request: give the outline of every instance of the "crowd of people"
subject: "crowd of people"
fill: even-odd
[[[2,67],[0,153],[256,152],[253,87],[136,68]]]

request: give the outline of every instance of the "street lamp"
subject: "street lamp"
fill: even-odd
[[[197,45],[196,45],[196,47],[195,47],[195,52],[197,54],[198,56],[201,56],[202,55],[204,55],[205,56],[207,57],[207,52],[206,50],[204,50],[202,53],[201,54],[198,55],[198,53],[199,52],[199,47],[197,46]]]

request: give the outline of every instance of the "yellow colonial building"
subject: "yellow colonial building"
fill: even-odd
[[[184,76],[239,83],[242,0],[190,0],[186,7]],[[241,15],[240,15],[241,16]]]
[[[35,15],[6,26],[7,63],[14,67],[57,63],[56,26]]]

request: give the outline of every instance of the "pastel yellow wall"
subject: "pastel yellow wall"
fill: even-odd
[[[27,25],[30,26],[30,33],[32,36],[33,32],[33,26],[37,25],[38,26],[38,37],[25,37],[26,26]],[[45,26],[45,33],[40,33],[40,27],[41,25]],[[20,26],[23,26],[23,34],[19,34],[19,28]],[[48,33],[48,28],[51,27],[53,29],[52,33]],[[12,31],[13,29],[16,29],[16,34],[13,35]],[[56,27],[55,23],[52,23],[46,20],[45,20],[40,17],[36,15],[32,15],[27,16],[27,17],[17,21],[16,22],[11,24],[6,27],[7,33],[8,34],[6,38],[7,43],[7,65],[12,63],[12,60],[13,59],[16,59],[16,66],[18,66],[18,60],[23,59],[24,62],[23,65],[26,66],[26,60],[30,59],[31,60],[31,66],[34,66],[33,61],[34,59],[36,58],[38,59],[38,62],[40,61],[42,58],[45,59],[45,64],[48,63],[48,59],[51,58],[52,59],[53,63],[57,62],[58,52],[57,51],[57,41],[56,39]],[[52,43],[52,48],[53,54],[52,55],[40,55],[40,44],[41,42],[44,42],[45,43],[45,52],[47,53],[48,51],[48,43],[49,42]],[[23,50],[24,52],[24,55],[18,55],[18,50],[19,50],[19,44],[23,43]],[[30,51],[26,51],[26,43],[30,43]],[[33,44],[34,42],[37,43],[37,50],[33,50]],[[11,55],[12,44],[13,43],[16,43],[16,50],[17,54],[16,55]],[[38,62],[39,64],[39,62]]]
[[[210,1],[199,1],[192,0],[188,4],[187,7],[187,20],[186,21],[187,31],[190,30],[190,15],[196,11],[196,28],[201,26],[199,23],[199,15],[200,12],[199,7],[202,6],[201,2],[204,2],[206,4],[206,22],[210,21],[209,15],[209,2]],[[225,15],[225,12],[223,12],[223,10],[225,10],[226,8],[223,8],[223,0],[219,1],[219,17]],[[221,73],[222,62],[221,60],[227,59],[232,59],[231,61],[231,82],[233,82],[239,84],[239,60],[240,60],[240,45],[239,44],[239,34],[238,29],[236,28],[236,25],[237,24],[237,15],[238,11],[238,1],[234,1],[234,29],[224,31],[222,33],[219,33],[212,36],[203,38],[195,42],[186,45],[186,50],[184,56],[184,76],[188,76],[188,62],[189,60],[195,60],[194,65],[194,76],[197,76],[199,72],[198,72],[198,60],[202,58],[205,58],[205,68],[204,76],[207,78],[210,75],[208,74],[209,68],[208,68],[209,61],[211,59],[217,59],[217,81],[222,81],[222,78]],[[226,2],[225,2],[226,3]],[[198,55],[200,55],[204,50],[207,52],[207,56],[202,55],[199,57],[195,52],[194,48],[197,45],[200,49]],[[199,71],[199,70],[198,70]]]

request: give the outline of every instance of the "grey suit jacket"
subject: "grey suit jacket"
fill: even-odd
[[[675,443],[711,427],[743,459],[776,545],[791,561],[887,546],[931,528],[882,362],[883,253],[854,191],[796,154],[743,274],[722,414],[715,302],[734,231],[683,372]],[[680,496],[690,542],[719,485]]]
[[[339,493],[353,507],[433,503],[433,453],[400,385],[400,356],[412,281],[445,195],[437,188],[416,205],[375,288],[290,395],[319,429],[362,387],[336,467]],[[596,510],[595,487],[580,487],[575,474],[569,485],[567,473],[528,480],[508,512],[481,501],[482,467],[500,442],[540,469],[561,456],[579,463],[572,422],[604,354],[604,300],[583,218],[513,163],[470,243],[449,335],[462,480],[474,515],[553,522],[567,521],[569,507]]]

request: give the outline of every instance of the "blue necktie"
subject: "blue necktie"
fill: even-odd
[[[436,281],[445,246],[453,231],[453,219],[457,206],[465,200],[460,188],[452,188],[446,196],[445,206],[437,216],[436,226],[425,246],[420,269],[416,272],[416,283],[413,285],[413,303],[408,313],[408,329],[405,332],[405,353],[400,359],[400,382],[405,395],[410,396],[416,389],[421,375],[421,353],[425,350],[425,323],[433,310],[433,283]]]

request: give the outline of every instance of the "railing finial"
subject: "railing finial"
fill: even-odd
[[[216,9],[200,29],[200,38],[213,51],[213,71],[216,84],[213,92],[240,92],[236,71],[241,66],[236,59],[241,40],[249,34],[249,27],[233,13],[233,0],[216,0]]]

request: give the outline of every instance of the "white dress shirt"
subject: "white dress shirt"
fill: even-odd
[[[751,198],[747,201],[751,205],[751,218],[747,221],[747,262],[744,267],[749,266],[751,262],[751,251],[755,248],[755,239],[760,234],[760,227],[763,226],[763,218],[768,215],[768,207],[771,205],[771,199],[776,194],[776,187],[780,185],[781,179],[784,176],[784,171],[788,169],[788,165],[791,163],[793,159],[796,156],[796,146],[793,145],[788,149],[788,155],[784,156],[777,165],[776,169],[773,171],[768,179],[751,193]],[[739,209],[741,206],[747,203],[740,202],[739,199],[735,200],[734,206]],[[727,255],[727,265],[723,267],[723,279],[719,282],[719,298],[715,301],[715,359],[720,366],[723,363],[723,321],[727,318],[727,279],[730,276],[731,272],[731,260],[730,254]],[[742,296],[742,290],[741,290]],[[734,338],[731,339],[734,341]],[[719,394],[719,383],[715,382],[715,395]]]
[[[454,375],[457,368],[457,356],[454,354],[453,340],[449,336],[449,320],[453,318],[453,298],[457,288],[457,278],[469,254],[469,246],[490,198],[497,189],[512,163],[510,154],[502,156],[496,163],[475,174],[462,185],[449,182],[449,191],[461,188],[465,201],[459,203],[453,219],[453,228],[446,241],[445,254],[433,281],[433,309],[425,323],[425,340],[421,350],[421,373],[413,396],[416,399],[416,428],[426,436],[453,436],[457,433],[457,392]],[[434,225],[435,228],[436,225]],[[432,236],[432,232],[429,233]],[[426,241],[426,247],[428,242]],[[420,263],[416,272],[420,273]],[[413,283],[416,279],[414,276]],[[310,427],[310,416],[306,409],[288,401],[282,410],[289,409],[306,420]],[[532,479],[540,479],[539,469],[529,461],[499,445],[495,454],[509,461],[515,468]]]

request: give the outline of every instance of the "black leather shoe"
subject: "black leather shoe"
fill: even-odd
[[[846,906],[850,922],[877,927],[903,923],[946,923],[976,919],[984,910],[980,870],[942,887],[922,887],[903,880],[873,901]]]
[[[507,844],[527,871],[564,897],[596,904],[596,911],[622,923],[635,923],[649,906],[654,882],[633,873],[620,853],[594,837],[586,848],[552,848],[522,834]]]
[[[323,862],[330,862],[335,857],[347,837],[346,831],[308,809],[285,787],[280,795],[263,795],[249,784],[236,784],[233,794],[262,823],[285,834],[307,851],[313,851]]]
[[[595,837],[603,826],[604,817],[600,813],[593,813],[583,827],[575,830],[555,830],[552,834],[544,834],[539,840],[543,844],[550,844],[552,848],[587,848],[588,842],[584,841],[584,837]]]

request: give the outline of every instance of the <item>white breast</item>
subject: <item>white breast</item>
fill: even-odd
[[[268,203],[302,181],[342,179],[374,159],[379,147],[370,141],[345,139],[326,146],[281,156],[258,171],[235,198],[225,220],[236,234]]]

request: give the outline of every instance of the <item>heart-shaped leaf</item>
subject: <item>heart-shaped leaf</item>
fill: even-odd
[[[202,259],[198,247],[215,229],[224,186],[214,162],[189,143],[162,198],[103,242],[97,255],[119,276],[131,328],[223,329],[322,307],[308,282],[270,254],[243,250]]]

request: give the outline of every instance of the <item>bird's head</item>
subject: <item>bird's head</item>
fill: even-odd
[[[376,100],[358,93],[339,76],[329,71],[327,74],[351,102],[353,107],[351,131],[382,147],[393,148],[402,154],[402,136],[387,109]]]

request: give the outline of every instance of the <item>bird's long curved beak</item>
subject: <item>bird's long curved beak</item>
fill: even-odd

§ **DESCRIPTION OF THE TASK**: Rescale the records from the first line and stop after the line that has "[[[35,15],[6,26],[7,63],[14,67],[57,63],[56,26]]]". Rewrite only those lines, requests included, with each outline coordinate multiplied by 1.9 and rounded to a whole number, halves rounding up.

§ **SOLUTION BELOW**:
request: give the outline of every instance of the "crowd of people"
subject: "crowd of people"
fill: even-odd
[[[4,127],[0,291],[486,289],[481,165],[258,129]]]

request: give the outline of every instance of the "street lamp"
subject: "street lamp"
fill: even-odd
[[[374,86],[372,86],[372,89],[371,89],[371,99],[374,103],[376,106],[382,106],[384,105],[388,105],[390,106],[393,108],[393,99],[391,95],[388,95],[384,101],[382,103],[376,105],[376,101],[378,99],[378,89],[374,87]]]

request: give the outline of every instance of the "yellow colonial building"
subject: "yellow colonial building"
fill: even-odd
[[[350,144],[454,158],[460,0],[361,0],[353,13]],[[458,29],[456,29],[458,30]]]
[[[67,29],[11,49],[13,120],[27,127],[108,120],[106,49]]]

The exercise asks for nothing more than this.